◆ **Objective**
Reproduce the records below, replacing each occurrence of "evaluation set" with "test set" and leaving all other text unchanged. Omit the pictures from your answer.

◆ **Data lines**
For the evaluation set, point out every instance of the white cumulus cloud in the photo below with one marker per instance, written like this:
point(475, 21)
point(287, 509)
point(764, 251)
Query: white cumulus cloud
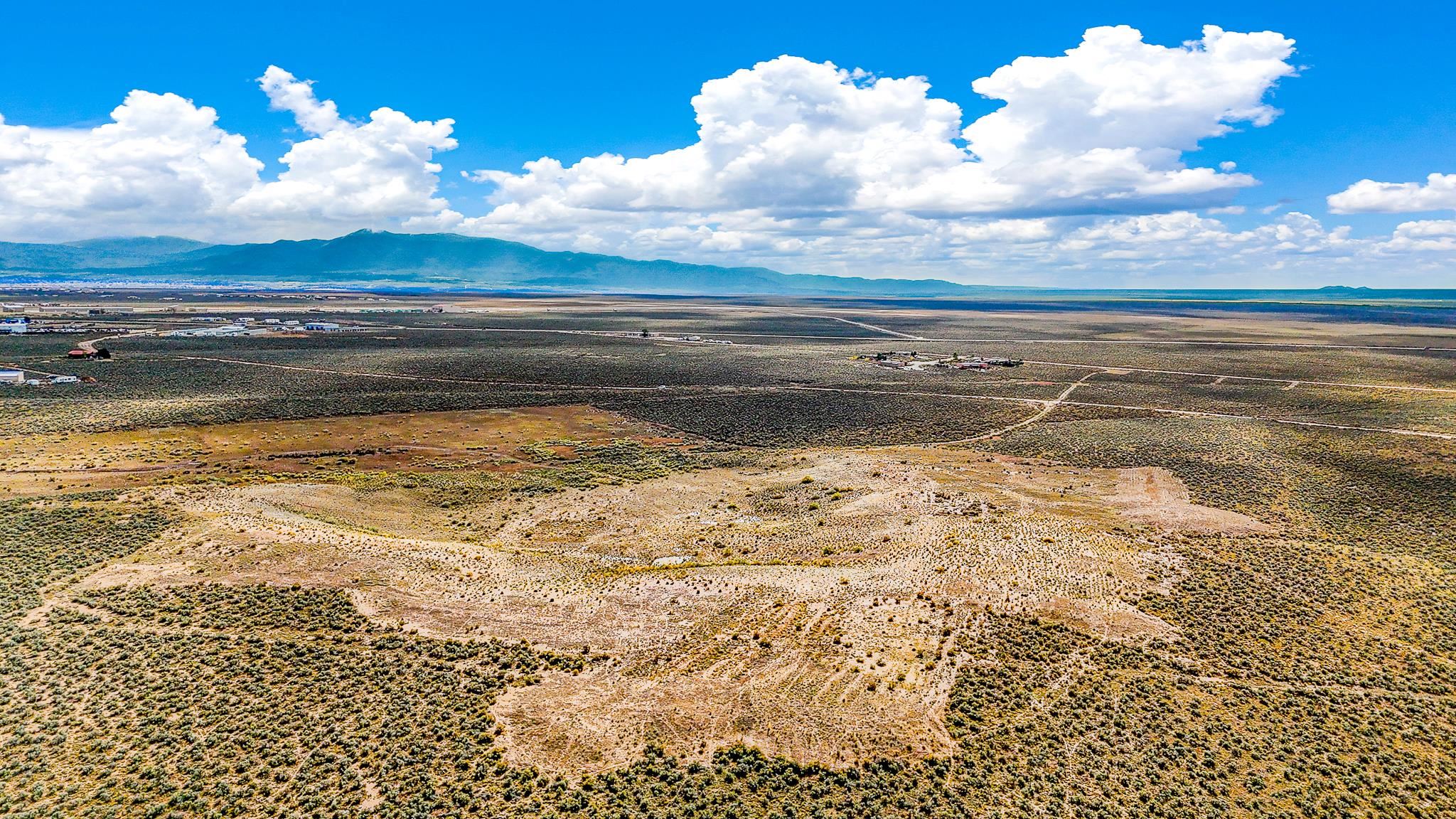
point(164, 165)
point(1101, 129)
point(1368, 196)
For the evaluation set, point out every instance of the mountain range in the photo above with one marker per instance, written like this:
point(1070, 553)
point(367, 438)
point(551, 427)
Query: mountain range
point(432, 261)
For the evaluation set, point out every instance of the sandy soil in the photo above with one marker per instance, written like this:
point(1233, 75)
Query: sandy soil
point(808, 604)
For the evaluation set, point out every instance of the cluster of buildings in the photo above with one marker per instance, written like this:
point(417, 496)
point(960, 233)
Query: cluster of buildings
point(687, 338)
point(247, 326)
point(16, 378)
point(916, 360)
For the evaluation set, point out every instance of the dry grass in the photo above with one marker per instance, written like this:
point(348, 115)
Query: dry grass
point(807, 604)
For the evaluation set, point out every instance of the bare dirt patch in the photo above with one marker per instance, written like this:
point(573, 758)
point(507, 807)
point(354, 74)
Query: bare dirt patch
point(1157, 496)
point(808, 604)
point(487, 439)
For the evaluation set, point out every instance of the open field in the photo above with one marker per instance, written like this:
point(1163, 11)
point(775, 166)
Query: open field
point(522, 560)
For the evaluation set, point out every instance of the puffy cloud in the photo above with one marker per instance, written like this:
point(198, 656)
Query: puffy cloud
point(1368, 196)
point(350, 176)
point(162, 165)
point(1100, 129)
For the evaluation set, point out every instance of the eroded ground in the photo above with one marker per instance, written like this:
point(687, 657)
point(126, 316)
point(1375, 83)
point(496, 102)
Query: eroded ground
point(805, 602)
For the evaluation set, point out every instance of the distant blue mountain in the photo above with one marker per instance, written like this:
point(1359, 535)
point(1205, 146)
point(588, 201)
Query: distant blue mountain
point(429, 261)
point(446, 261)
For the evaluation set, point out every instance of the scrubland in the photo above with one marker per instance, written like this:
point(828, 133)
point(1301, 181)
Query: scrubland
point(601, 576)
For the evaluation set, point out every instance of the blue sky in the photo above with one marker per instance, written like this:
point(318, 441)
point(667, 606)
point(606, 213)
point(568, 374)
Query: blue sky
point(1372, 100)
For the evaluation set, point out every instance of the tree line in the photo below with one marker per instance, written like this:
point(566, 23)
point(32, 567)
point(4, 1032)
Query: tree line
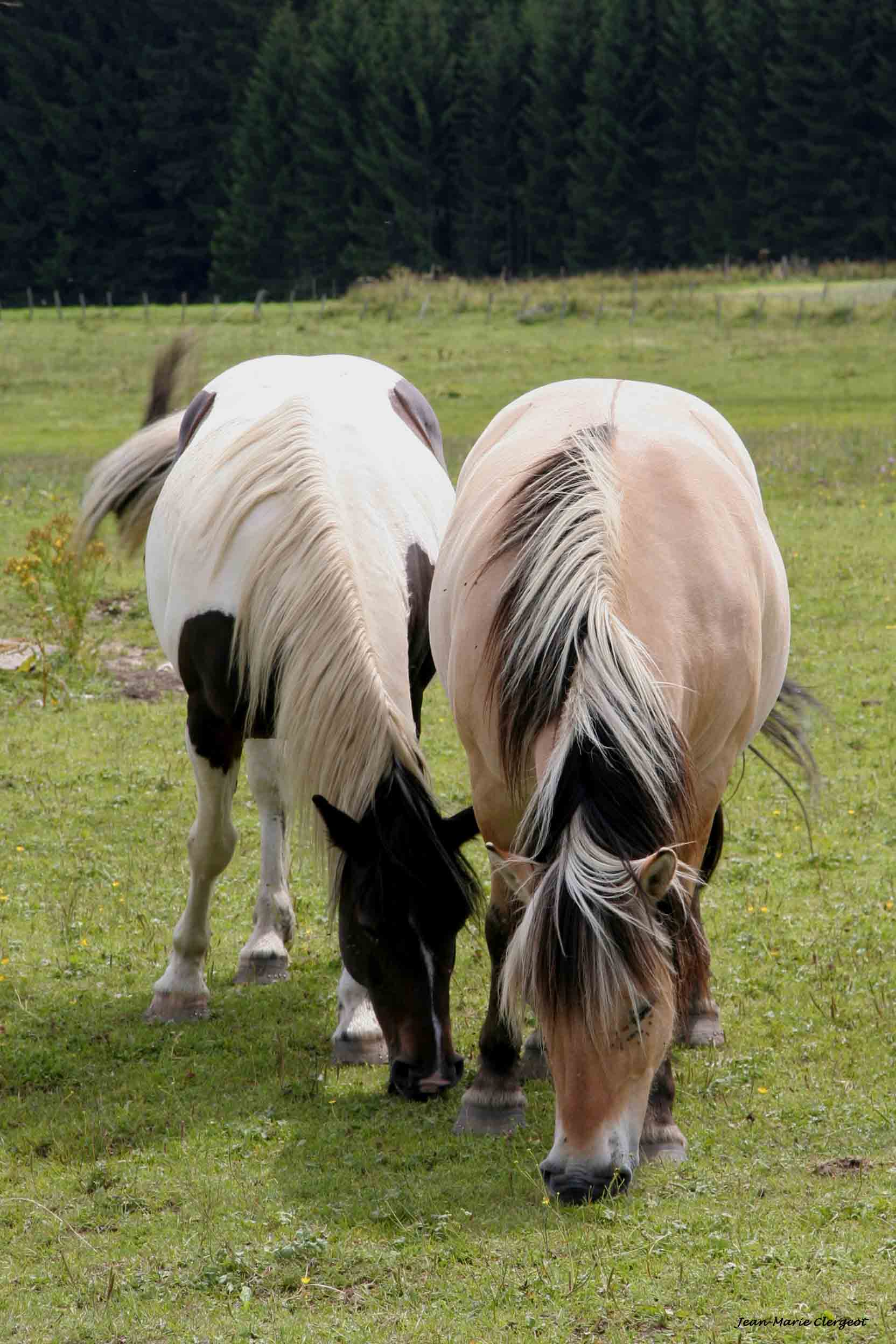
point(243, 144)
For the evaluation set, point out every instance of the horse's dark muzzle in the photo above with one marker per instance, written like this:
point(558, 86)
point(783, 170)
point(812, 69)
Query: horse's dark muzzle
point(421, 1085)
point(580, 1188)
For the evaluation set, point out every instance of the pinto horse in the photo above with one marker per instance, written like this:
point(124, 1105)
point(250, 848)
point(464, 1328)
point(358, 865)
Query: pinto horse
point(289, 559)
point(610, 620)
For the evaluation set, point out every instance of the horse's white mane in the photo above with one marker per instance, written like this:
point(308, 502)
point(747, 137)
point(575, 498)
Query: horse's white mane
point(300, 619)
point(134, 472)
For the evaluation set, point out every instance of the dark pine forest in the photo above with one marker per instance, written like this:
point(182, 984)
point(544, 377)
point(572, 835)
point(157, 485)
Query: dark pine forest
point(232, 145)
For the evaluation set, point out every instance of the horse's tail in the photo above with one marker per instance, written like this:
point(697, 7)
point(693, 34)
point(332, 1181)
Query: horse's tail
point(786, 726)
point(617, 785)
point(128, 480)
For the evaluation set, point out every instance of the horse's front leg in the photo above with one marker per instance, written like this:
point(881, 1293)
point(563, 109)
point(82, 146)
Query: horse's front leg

◆ **Reply**
For the test set, point out every instance of the white cumulus cloud in the photo below with one marker per instance, written like this:
point(475, 21)
point(287, 509)
point(764, 251)
Query: white cumulus cloud
point(164, 165)
point(1101, 129)
point(1368, 196)
For the test set, point out every instance of the mountain range in the photo above with one marker per instance, written like this:
point(1070, 553)
point(367, 438)
point(551, 427)
Query: mountain range
point(432, 261)
For the test set, point out every instance of the sandy soil in the photo above with one marker per instance, written like this:
point(1233, 75)
Query: sandy soil
point(808, 604)
For the test set, point out every instance of the cluster of buildings in the photo above with one marker per instance, written like this:
point(417, 496)
point(960, 233)
Query: cluster of buildings
point(687, 338)
point(247, 326)
point(16, 378)
point(916, 360)
For the test set, point out every instance of the dry grass in the photo above with one marker per instance, written like this:
point(348, 115)
Query: dry grass
point(807, 604)
For the test set, point out every instance of the bare dirt patch in the photo above with one marker per instance, written like this:
point(573, 758)
point(507, 807)
point(354, 74)
Query: bare dirt patch
point(1157, 496)
point(808, 604)
point(487, 439)
For the test set, point out every instance of the open field in the photo above with one marker per instance, written like this:
point(1163, 11)
point(775, 166)
Query: open field
point(522, 560)
For the test set, point out every instance of the puffy cloud in the photo above with one marker per instance, written like this:
point(198, 656)
Query: puffy cloud
point(1368, 196)
point(350, 176)
point(162, 165)
point(1100, 129)
For the test set, point out every instance of the eroded ground in the photo above with one marker per instance, written like this:
point(687, 657)
point(126, 316)
point(1375, 83)
point(496, 102)
Query: eroded ground
point(805, 602)
For the test set, point out every instance of the distant blue mountain in the photo above with one marker per instance, written like this:
point(1359, 535)
point(1205, 146)
point(588, 201)
Query: distant blue mountain
point(429, 261)
point(446, 261)
For the test set, point out every instance of the scrubland in the photo above with one marker per instance, written like this:
point(828, 133)
point(1301, 181)
Query: scrubland
point(601, 576)
For the test set, point out every instance of the blue sky in the photo above with one marker per instance, written like this:
point(318, 441)
point(667, 606)
point(606, 213)
point(568, 374)
Query: blue sky
point(1372, 100)
For the test set, point out every instance of the tree line in the photo below with one marker per instance, written like this:
point(566, 23)
point(32, 567)
point(4, 1032)
Query: tree line
point(243, 144)
For the test set, point out every instance of the horse's dark muzzle in the photo above with one marker per instance, written like this:
point(558, 86)
point(783, 170)
point(812, 69)
Query: horse's dark muzzle
point(421, 1085)
point(580, 1188)
For the test set, point out every instance of the pinto horse in the photo above with one marker per instance, written like this:
point(124, 1105)
point(250, 848)
point(464, 1328)
point(358, 865)
Query: pinto horse
point(289, 559)
point(610, 620)
For the test set, point out every instance of the horse's white mane in the photo above with one marker per instance, written like this:
point(308, 502)
point(747, 137)
point(575, 498)
Query: horse's white mane
point(300, 619)
point(134, 472)
For the test set, point out every instance of the dark pine forest in the photo above with one marker per instance, written like this:
point(182, 984)
point(544, 377)
point(572, 835)
point(157, 485)
Query: dark pine forest
point(232, 145)
For the test set, point out every instance of the horse's tail in the photo above with one marker per instance, written like this:
point(697, 7)
point(693, 34)
point(332, 1181)
Query: horse's tail
point(786, 726)
point(617, 785)
point(128, 480)
For the test set, point out every instance of the horse's front leg in the photo above with one marker per instance, written like this:
point(881, 1293)
point(563, 109)
point(82, 146)
Query: horse's front leg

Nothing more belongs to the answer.